Instruction: Can you give every line of the listing below as a Markdown table with the columns No. and Line, numbering the rows and skipping blank lines? Leave the pictures out.

[begin Listing]

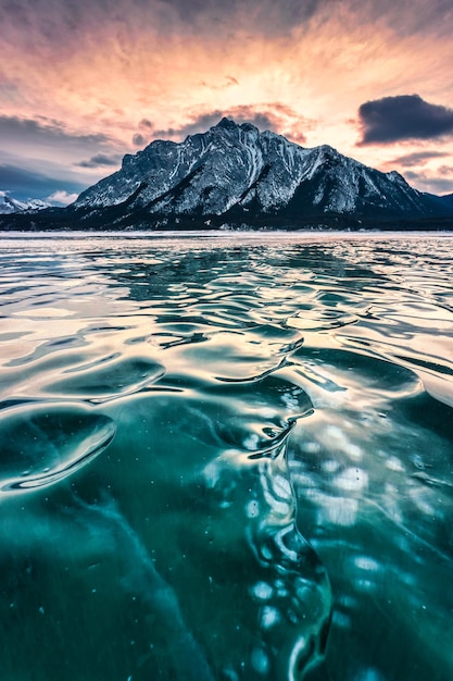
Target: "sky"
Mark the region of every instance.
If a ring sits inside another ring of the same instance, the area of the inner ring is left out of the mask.
[[[224,115],[453,193],[453,0],[0,0],[0,199]]]

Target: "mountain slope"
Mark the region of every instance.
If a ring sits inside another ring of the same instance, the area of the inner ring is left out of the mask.
[[[25,211],[38,211],[50,208],[50,203],[40,199],[28,199],[28,201],[18,201],[9,196],[3,196],[0,202],[0,215],[10,215],[12,213],[23,213]]]
[[[453,224],[453,205],[326,145],[305,149],[223,119],[180,144],[155,140],[125,156],[121,170],[48,218],[51,226],[78,228],[391,227],[400,221],[429,227]]]

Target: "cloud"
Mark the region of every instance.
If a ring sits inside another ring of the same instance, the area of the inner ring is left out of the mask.
[[[449,179],[448,177],[439,177],[438,175],[431,175],[426,172],[416,173],[407,171],[405,178],[420,191],[429,191],[438,196],[452,194],[453,191],[453,177]]]
[[[92,135],[70,133],[59,121],[45,116],[22,119],[20,116],[0,115],[0,137],[4,139],[15,137],[21,141],[33,140],[41,144],[59,141],[64,145],[93,145],[111,140],[110,136],[103,133]]]
[[[453,110],[430,104],[418,95],[399,95],[367,101],[358,109],[358,146],[453,135]]]
[[[47,200],[51,203],[60,203],[61,206],[68,206],[70,203],[74,203],[78,194],[68,194],[62,189],[54,191],[50,196],[47,197]]]
[[[147,144],[147,137],[144,137],[141,133],[136,133],[133,136],[133,145],[135,147],[144,147]]]
[[[406,153],[400,156],[393,161],[389,161],[386,165],[401,165],[402,168],[415,168],[418,165],[426,165],[431,159],[438,159],[445,156],[450,156],[446,151],[414,151],[413,153]]]
[[[105,165],[119,165],[121,156],[114,153],[109,156],[108,153],[96,153],[88,161],[80,161],[76,165],[80,168],[102,168]]]
[[[152,136],[155,138],[178,138],[183,139],[188,135],[204,133],[207,128],[216,125],[223,117],[231,119],[236,123],[251,123],[260,131],[272,131],[288,136],[302,144],[306,141],[301,127],[312,129],[314,121],[298,115],[290,107],[281,103],[229,107],[226,109],[214,109],[199,114],[189,115],[187,123],[178,127],[166,129],[154,129]]]
[[[76,182],[62,182],[61,178],[49,177],[14,165],[0,165],[1,190],[5,194],[14,194],[14,197],[20,200],[43,199],[54,193],[55,187],[59,186],[67,194],[79,194],[86,187]]]

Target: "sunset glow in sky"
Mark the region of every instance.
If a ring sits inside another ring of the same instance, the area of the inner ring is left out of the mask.
[[[223,115],[453,193],[453,0],[0,0],[0,197]]]

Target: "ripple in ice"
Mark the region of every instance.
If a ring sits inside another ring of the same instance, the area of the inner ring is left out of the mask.
[[[0,416],[0,490],[26,492],[58,482],[97,457],[115,423],[75,405],[26,405]]]

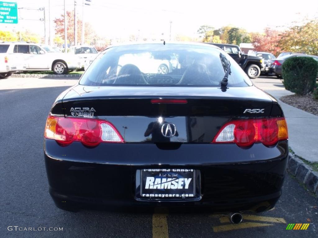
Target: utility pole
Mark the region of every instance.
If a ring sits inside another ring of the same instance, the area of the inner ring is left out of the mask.
[[[171,23],[172,23],[172,22],[171,21],[170,21],[170,35],[169,36],[169,41],[171,41]]]
[[[77,44],[77,21],[76,20],[76,0],[74,0],[74,45]]]
[[[89,3],[87,2],[90,2]],[[84,2],[85,3],[84,3]],[[92,0],[83,0],[83,13],[82,14],[82,45],[84,44],[85,42],[84,37],[85,36],[85,22],[84,22],[84,6],[85,5],[90,6]]]
[[[53,45],[53,42],[51,34],[51,4],[50,0],[49,0],[49,42],[50,45],[52,46]]]
[[[84,0],[83,0],[83,13],[82,14],[82,45],[84,44],[84,36],[85,35],[85,23],[84,22]]]
[[[46,21],[45,21],[45,8],[43,7],[43,15],[44,15],[44,43],[46,44],[47,44],[47,37],[46,37]]]
[[[67,26],[66,23],[67,20],[66,16],[66,0],[64,0],[64,39],[65,40],[65,54],[67,53]]]

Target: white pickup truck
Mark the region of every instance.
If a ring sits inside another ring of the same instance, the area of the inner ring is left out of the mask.
[[[98,53],[96,49],[91,45],[71,46],[68,52],[70,55],[75,55],[79,57],[80,61],[80,68],[84,69],[86,62],[92,61],[97,56]]]
[[[14,46],[0,43],[0,79],[6,78],[12,73],[25,69],[26,66],[22,54],[13,54]]]
[[[63,53],[48,53],[39,45],[24,42],[10,43],[8,52],[22,53],[28,71],[52,70],[55,74],[66,74],[80,67],[80,61],[74,56]],[[13,46],[13,47],[12,47]]]

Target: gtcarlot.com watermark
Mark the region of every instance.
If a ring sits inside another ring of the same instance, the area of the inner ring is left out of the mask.
[[[63,228],[59,227],[20,227],[18,226],[9,226],[7,228],[8,231],[63,231]]]

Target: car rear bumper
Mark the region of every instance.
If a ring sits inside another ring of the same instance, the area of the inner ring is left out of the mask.
[[[271,67],[270,71],[276,75],[281,75],[281,66]]]
[[[192,207],[215,212],[265,210],[273,207],[280,195],[288,154],[287,141],[271,148],[255,144],[248,149],[235,144],[205,144],[165,150],[152,144],[104,143],[91,149],[79,142],[62,147],[52,140],[45,141],[53,200],[99,206]],[[199,170],[198,201],[135,199],[138,170],[177,167]]]

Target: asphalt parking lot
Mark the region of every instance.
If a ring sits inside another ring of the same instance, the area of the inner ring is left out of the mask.
[[[263,79],[266,83],[257,85],[266,90],[281,87],[274,77],[255,80]],[[164,214],[74,213],[57,208],[48,192],[44,128],[55,98],[75,82],[62,79],[0,80],[0,237],[317,237],[318,199],[288,175],[274,209],[245,214],[243,221],[237,225],[222,215],[169,214],[168,210]],[[310,225],[306,230],[287,230],[290,223]],[[14,227],[9,230],[9,226],[37,230],[16,231]],[[63,230],[45,231],[44,227]]]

[end Listing]

Finished exercise:
| No. | Line |
|---|---|
| 1 | Target: "sky" |
| 2 | Mark the region of every instance. |
| 3 | If a ring sits inside another ring of the same instance, the area of the inner ring is left out of the mask. |
| 4 | [[[224,115],[453,193],[453,0],[0,0],[0,199]]] |
| 5 | Target: "mountain slope" |
| 6 | Mark the region of every instance. |
| 7 | If a ring sits inside another ring of the same instance, the area of the inner ring is left out of the mask. |
| 8 | [[[25,211],[38,211],[50,208],[50,203],[40,199],[28,199],[28,201],[18,201],[9,196],[3,196],[0,202],[0,215],[10,215],[12,213],[23,213]]] |
| 9 | [[[453,224],[453,205],[326,145],[305,149],[223,119],[180,144],[155,140],[125,156],[121,170],[48,218],[51,226],[78,228],[391,227],[400,221],[429,227]]] |
| 10 | Target: "cloud" |
| 11 | Mark the region of every instance. |
| 12 | If a ring sits inside another ring of the same instance, the area of the inner ring is left out of the mask. |
| 13 | [[[449,179],[448,177],[439,177],[438,175],[431,175],[426,172],[416,173],[407,171],[405,178],[420,191],[429,191],[438,196],[452,194],[453,191],[453,177]]] |
| 14 | [[[92,135],[70,133],[59,121],[45,116],[22,119],[20,116],[0,115],[0,137],[4,139],[15,137],[21,141],[33,140],[41,144],[59,141],[64,145],[93,145],[111,140],[110,136],[103,133]]] |
| 15 | [[[453,110],[430,104],[418,95],[399,95],[367,101],[358,109],[358,146],[453,135]]] |
| 16 | [[[47,200],[51,203],[60,203],[61,206],[68,206],[70,203],[74,203],[78,194],[68,194],[62,189],[54,191],[50,196],[47,197]]] |
| 17 | [[[147,144],[147,137],[144,137],[141,133],[136,133],[133,136],[133,145],[135,147],[144,147]]] |
| 18 | [[[406,153],[400,156],[393,161],[389,161],[386,165],[401,165],[402,168],[415,168],[418,165],[426,165],[431,159],[438,159],[445,156],[450,156],[446,151],[414,151],[413,153]]] |
| 19 | [[[105,165],[119,165],[121,156],[114,153],[109,156],[108,153],[96,153],[88,161],[80,161],[76,165],[80,168],[102,168]]] |
| 20 | [[[152,136],[155,138],[178,138],[183,139],[188,135],[204,133],[207,128],[216,125],[223,117],[231,119],[236,123],[251,123],[260,131],[272,131],[288,136],[302,144],[306,141],[301,127],[312,129],[314,121],[298,115],[290,107],[281,103],[229,107],[226,109],[214,109],[199,114],[189,115],[187,123],[178,127],[166,129],[154,129]]] |
| 21 | [[[76,182],[62,182],[61,178],[49,177],[14,165],[0,165],[1,190],[5,194],[14,194],[14,197],[20,200],[43,199],[54,193],[55,187],[59,186],[67,194],[79,194],[86,187]]] |
| 22 | Target: "sunset glow in sky" |
| 23 | Mark the region of every instance. |
| 24 | If a ring sits inside another ring of the same instance, the area of the inner ring is left out of the mask. |
| 25 | [[[223,115],[453,193],[453,0],[0,0],[0,197]]] |
| 26 | Target: "ripple in ice" |
| 27 | Mark the region of every instance. |
| 28 | If a ring sits inside another ring of the same instance, the area of the inner ring is left out of the mask. |
| 29 | [[[0,416],[0,490],[26,492],[58,482],[97,457],[115,423],[75,405],[26,405]]] |
| 30 | Target: utility pole |
| 31 | Mark the region of every instance. |
| 32 | If a ring sits inside another ring of the same instance, the area of the inner ring is left out of the mask. |
| 33 | [[[171,23],[172,23],[172,22],[171,21],[170,21],[170,35],[169,36],[169,41],[171,41]]] |
| 34 | [[[77,44],[77,21],[76,20],[76,0],[74,0],[74,45]]] |
| 35 | [[[89,3],[87,2],[90,2]],[[84,2],[85,3],[84,3]],[[92,0],[83,0],[83,13],[82,14],[82,45],[84,44],[85,42],[84,37],[85,36],[85,22],[84,22],[84,6],[85,5],[90,6]]] |
| 36 | [[[53,45],[53,42],[51,34],[51,4],[50,0],[49,0],[49,42],[50,45],[52,46]]] |
| 37 | [[[84,0],[83,0],[83,13],[82,14],[82,45],[84,44],[84,36],[85,35],[85,23],[84,22]]] |
| 38 | [[[46,21],[45,21],[45,8],[43,7],[43,15],[44,15],[44,43],[46,44],[47,44],[47,37],[46,37]]] |
| 39 | [[[67,26],[66,23],[67,20],[66,16],[66,0],[64,0],[64,39],[65,40],[65,54],[67,53]]] |
| 40 | Target: white pickup truck |
| 41 | Mark the region of every instance. |
| 42 | If a ring sits inside another ring of the same instance, the area of the inner ring is left out of the mask. |
| 43 | [[[98,53],[96,49],[91,45],[71,46],[68,52],[70,55],[75,55],[79,57],[80,61],[80,68],[84,69],[86,62],[92,61],[97,56]]] |
| 44 | [[[14,46],[0,43],[0,79],[6,78],[12,73],[25,69],[26,66],[22,54],[13,54]]] |
| 45 | [[[63,53],[48,53],[39,45],[24,42],[10,43],[8,52],[22,53],[28,71],[52,70],[55,74],[66,74],[80,67],[80,61],[74,56]],[[13,46],[13,47],[12,47]]] |
| 46 | Target: gtcarlot.com watermark |
| 47 | Mark the region of every instance. |
| 48 | If a ring sits inside another ring of the same instance, the area of the inner ring is left out of the mask. |
| 49 | [[[63,228],[59,227],[20,227],[18,226],[9,226],[7,228],[8,231],[63,231]]] |
| 50 | Target: car rear bumper |
| 51 | Mark the region of every instance. |
| 52 | If a ring sits inside another ring of the same instance, the area of the inner ring is left out of the mask. |
| 53 | [[[271,67],[270,71],[276,75],[281,75],[281,66]]] |
| 54 | [[[192,207],[215,212],[265,210],[273,207],[280,195],[288,154],[287,141],[271,148],[255,144],[248,149],[235,144],[205,144],[165,150],[152,144],[104,143],[91,149],[79,142],[62,147],[52,140],[45,141],[53,200],[99,206]],[[199,170],[198,201],[135,199],[138,170],[177,167]]] |
| 55 | Target: asphalt parking lot |
| 56 | Mark the region of every instance. |
| 57 | If a ring sits inside another ring of the same instance, the area of the inner ring is left out of the mask. |
| 58 | [[[263,79],[266,83],[257,85],[266,90],[281,87],[274,77],[255,80]],[[164,214],[74,213],[57,208],[48,192],[44,128],[55,98],[75,82],[62,79],[0,80],[0,237],[317,237],[318,199],[288,175],[274,209],[245,214],[243,221],[237,225],[222,215],[169,214],[168,210]],[[310,225],[306,230],[287,230],[290,223]],[[14,227],[9,230],[9,226],[37,230],[16,231]],[[63,230],[45,231],[44,227]]] |